Fig. 7 View Figure 7
Type.
U. S. A. • Utah, Garfield Co., Box Death Hollow Wilderness Area, east of Pine Creek Road, on Middle Jurassic - Late Jurassic HCl-sandstone escarpments above Pine Creek , 37.862, -111,631, alt. 1940 m, 20 May 2023, S. Leavitt 23203 (BRY-C-holotype), S. Leavitt 23187 ( BRY-C, topotype) GoogleMaps .
Diagnosis.
Similar to Sarcogyne aquatica forming structures of compound apothecia but differing in forming aggregates of subdividing apothecia on a widening mycelial base, forming elevated fascicles on the end of interconnected “ stipes ” of vertical hyphae up to 0.3 mm high, continuing to replicate by division, and with up to 70 interconnected apothecia.
Etymology.
Named for the profusion of thin ascospores and of interconnected apothecia.
Description.

LIST OF TASKS
1 - In the species description, at what altitude was the type material collected?
2 - Write the next part of the species description, picking up right after its last line.

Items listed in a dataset
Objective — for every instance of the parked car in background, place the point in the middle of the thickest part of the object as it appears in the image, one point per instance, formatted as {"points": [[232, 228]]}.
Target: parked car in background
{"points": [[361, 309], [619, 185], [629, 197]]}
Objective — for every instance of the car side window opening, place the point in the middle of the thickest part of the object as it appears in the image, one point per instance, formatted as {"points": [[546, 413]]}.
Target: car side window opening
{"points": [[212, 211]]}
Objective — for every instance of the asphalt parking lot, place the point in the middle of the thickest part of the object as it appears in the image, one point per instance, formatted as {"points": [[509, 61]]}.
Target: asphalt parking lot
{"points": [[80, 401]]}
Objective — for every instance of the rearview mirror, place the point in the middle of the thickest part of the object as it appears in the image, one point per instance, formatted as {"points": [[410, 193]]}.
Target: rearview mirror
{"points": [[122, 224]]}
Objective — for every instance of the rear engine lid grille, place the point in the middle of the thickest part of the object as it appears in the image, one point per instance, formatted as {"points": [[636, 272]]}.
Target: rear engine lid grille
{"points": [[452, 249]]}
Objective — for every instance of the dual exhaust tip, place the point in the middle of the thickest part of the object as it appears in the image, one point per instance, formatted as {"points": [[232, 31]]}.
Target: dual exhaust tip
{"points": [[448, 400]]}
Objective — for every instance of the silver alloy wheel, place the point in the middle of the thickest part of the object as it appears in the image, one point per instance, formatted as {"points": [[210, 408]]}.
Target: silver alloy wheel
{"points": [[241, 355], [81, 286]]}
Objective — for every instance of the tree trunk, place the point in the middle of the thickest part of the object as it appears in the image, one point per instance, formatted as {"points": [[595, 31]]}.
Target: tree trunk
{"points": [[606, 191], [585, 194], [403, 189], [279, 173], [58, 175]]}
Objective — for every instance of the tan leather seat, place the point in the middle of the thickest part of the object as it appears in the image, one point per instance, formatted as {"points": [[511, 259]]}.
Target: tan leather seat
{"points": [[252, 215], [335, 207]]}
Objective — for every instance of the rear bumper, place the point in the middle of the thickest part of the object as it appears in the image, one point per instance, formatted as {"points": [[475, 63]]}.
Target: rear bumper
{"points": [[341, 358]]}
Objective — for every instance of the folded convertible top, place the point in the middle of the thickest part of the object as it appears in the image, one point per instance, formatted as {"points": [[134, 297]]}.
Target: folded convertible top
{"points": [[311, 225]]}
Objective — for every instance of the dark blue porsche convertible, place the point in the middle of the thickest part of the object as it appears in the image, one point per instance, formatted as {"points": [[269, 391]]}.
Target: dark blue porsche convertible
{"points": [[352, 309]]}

WRITTEN RESPONSES
1 - 1940 m

2 -
Thallus endolithic, algal layer below the mycelial base of apothecia, algal cells mostly 5–7 µm wide. Apothecia 0.2–1.0 mm wide. Margin with or without distinct segmented margins, round to irregular, varying in width, 30–40 (– 100 µm), outer layer black, one cell to 30–50 µm wide, inner layer hyaline, sometimes excluded. Disc black, gyrose, no umbos, epihymenial accretions 30–40 µm tall. Apothecia solitary at first but quickly replicating by division, forming elevated fascicles up to 0.3 mm high of (2 –) 10–70 apothecia. Eventually the mycelial base replicates by division, separating one aggregate of apothecia from another aggregate of apothecia. The mycelial base is filled with crystals and formed by vertical hyphae mostly 1 µm wide becoming bundles of intertwined hyphae ca. 5 µm wide, forming “ stipes ” elevating apothecia. Hymenium (80 –) 100–120 µm tall, paraphyses 1–2 µm wide, apices in black gel caps, hymenial gel IKI + blue or red (if blue, turning red in squash), hemiamyloid. Asci thin, cylindrical to inflated, 100–90 × 10–20 µm, hundreds of ascospores, 1.0 × 1.0–1.5 µm, thin ellipsoid, sometimes with oil drop. Subhymenium indistinct, to 30 µm tall, IKI + blue. Hypothecium indistinct. No pycnidia observed. Apothecia and / or epilithic thallus. producing low amounts of norstictic acid, spot test either negative or K + faint yellow mist, not producing crystals, but positive in solvents A and C.
Habitat and distribution.
On non-calcareous sandstone in Utah.
Notes.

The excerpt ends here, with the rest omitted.